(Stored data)
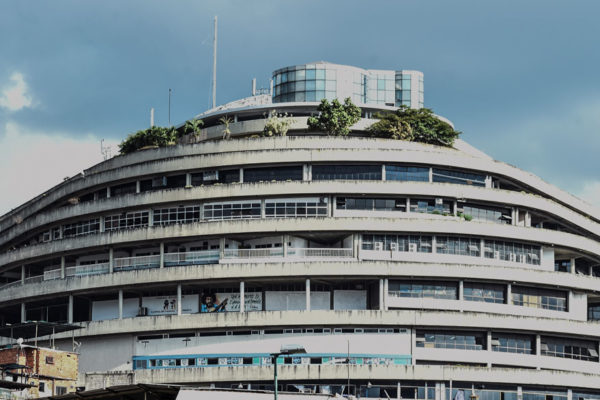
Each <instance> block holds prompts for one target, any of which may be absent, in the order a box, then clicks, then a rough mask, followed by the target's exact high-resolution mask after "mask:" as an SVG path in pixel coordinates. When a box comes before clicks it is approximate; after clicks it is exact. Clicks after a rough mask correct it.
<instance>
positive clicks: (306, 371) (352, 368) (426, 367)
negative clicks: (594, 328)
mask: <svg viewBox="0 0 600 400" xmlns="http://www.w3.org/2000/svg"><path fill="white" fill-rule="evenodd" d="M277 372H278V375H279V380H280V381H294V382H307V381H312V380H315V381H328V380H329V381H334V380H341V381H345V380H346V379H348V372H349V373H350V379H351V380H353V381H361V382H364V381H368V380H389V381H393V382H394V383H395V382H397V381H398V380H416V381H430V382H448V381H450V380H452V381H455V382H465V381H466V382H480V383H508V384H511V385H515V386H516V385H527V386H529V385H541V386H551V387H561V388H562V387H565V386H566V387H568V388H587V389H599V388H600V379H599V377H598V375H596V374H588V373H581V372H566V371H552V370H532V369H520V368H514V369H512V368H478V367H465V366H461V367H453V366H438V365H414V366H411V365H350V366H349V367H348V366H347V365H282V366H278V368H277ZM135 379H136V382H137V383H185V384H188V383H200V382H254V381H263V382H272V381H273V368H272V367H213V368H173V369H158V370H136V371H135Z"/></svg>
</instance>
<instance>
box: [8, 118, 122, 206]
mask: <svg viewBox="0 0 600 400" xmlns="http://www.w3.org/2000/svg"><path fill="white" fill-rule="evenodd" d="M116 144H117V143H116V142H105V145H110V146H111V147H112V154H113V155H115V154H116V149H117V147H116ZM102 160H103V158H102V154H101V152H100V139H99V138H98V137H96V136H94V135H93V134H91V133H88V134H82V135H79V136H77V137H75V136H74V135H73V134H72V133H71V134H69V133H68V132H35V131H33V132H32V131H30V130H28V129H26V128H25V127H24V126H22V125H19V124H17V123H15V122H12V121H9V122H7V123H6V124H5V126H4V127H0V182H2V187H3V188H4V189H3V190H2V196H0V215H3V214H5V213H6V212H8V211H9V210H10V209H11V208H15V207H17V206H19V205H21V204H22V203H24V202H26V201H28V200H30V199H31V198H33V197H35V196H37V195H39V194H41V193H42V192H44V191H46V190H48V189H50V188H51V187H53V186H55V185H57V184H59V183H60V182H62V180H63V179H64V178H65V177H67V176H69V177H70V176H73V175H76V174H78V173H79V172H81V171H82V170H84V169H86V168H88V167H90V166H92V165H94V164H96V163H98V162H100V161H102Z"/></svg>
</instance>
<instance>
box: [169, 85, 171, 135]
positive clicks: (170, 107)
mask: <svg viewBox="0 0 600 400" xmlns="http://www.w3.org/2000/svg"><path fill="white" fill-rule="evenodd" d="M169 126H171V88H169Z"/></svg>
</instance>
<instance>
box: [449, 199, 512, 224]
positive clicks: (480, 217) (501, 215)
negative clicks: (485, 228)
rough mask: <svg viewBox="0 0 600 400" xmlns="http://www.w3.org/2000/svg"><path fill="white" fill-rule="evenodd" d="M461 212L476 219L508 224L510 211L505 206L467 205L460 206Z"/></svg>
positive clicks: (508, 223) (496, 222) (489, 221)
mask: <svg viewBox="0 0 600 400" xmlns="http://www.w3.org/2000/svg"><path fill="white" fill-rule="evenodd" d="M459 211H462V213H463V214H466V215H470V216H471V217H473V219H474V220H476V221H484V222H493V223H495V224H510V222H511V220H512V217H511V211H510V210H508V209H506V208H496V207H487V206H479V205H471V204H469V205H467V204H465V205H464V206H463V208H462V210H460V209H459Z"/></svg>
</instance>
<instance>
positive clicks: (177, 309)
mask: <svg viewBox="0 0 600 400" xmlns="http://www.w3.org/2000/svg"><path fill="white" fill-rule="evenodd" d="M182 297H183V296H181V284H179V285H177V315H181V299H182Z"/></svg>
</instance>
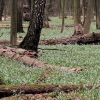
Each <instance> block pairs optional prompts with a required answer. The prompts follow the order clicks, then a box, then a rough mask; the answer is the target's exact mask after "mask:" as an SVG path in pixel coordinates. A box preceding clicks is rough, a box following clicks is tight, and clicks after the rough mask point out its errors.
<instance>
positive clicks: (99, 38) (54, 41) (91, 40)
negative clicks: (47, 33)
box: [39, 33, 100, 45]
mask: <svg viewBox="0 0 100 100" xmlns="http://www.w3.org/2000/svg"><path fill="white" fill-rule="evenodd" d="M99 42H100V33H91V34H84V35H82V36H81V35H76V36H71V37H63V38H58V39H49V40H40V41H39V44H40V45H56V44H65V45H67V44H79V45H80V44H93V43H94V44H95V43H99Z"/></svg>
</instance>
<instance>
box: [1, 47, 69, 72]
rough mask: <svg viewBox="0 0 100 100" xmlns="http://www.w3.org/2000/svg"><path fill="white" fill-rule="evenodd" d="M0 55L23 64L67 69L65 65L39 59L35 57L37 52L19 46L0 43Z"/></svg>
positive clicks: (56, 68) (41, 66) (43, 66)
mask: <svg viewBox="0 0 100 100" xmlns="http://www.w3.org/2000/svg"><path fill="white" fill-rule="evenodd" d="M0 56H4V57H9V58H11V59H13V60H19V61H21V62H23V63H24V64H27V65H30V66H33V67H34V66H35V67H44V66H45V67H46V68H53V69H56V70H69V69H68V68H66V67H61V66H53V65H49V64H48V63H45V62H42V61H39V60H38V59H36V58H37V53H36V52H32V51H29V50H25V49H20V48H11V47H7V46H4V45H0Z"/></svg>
---
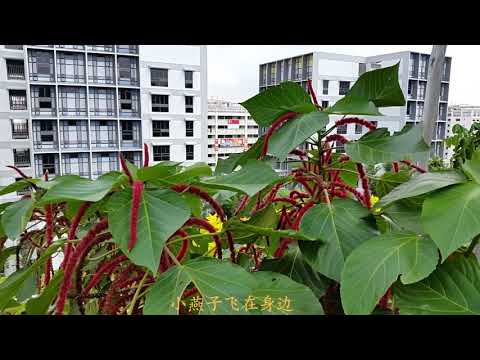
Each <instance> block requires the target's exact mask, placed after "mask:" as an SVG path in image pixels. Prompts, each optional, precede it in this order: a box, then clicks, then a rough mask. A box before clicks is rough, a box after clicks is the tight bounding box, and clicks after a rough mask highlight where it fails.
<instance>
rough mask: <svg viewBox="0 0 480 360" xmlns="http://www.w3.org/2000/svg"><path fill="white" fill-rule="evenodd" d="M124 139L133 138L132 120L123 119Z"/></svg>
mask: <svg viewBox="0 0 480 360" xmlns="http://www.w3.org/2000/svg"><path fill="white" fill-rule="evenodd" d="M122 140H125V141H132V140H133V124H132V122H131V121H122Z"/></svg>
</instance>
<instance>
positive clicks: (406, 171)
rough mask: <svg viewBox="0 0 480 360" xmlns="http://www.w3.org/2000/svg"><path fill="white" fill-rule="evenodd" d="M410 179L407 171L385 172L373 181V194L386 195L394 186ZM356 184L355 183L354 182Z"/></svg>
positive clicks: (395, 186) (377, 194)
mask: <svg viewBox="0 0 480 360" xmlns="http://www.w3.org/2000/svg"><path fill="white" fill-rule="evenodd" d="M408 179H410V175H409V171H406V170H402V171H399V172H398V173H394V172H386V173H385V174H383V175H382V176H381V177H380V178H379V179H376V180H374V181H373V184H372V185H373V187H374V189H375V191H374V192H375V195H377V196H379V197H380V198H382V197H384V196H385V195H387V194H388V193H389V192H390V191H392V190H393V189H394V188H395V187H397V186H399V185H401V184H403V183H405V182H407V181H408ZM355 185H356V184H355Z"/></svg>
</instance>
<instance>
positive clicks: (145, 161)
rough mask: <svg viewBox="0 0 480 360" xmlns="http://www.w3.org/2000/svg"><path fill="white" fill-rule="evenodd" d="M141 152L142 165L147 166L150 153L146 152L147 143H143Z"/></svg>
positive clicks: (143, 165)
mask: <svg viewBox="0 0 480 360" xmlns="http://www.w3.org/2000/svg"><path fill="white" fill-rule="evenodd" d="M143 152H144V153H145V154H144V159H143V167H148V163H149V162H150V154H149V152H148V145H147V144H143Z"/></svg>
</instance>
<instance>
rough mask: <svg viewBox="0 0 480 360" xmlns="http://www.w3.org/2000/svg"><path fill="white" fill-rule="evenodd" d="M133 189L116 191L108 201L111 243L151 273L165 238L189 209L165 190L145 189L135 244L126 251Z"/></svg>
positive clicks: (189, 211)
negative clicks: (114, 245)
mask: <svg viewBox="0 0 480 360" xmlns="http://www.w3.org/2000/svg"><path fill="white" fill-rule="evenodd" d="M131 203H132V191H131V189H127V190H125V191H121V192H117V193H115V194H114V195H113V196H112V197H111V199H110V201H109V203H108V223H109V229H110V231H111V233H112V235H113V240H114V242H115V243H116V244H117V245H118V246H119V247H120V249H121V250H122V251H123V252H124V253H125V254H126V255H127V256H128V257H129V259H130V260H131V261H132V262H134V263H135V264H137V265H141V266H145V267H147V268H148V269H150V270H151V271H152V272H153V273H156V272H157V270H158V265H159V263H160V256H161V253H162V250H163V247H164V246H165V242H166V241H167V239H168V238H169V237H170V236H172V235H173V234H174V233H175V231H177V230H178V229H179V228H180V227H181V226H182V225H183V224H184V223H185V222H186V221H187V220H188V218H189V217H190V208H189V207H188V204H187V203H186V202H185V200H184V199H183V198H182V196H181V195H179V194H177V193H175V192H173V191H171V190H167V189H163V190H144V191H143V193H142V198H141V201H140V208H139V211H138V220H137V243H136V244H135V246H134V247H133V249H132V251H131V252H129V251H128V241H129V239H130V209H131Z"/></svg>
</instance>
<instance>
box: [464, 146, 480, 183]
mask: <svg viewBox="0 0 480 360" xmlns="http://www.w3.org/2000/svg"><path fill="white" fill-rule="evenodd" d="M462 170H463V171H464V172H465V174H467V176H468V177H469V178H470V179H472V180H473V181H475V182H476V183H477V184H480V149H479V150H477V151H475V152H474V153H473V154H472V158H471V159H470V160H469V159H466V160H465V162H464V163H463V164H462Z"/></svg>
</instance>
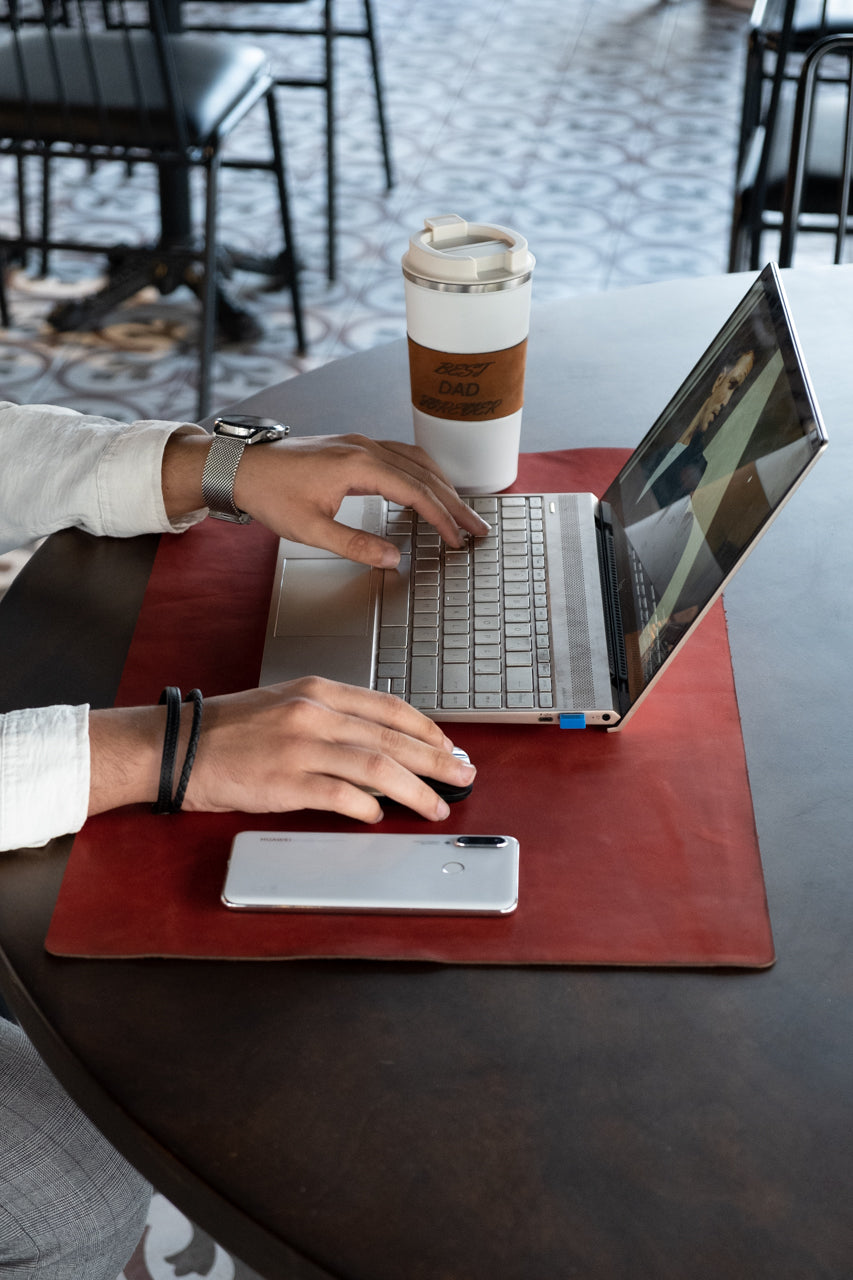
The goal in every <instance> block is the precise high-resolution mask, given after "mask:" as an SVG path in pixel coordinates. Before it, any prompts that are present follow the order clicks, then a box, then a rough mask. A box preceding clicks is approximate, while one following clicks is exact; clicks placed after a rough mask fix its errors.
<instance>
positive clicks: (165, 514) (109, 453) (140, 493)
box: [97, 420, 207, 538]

- _To do_: Reproduce, word for word and in full, only the lines above that start at the line with "positive clicks: (143, 165)" and run through the line with "positive clicks: (189, 211)", both ends included.

- _Solution to this task_:
positive clicks: (143, 165)
mask: <svg viewBox="0 0 480 360" xmlns="http://www.w3.org/2000/svg"><path fill="white" fill-rule="evenodd" d="M143 152H144V153H145V154H144V159H143V167H148V163H149V162H150V154H149V152H148V145H147V144H143Z"/></svg>
</instance>
<instance>
rough mask: <svg viewBox="0 0 480 360" xmlns="http://www.w3.org/2000/svg"><path fill="white" fill-rule="evenodd" d="M133 189L116 191L108 201L111 243L151 273L165 238L189 209L165 190L145 189L135 244L126 251Z"/></svg>
positive clicks: (189, 211)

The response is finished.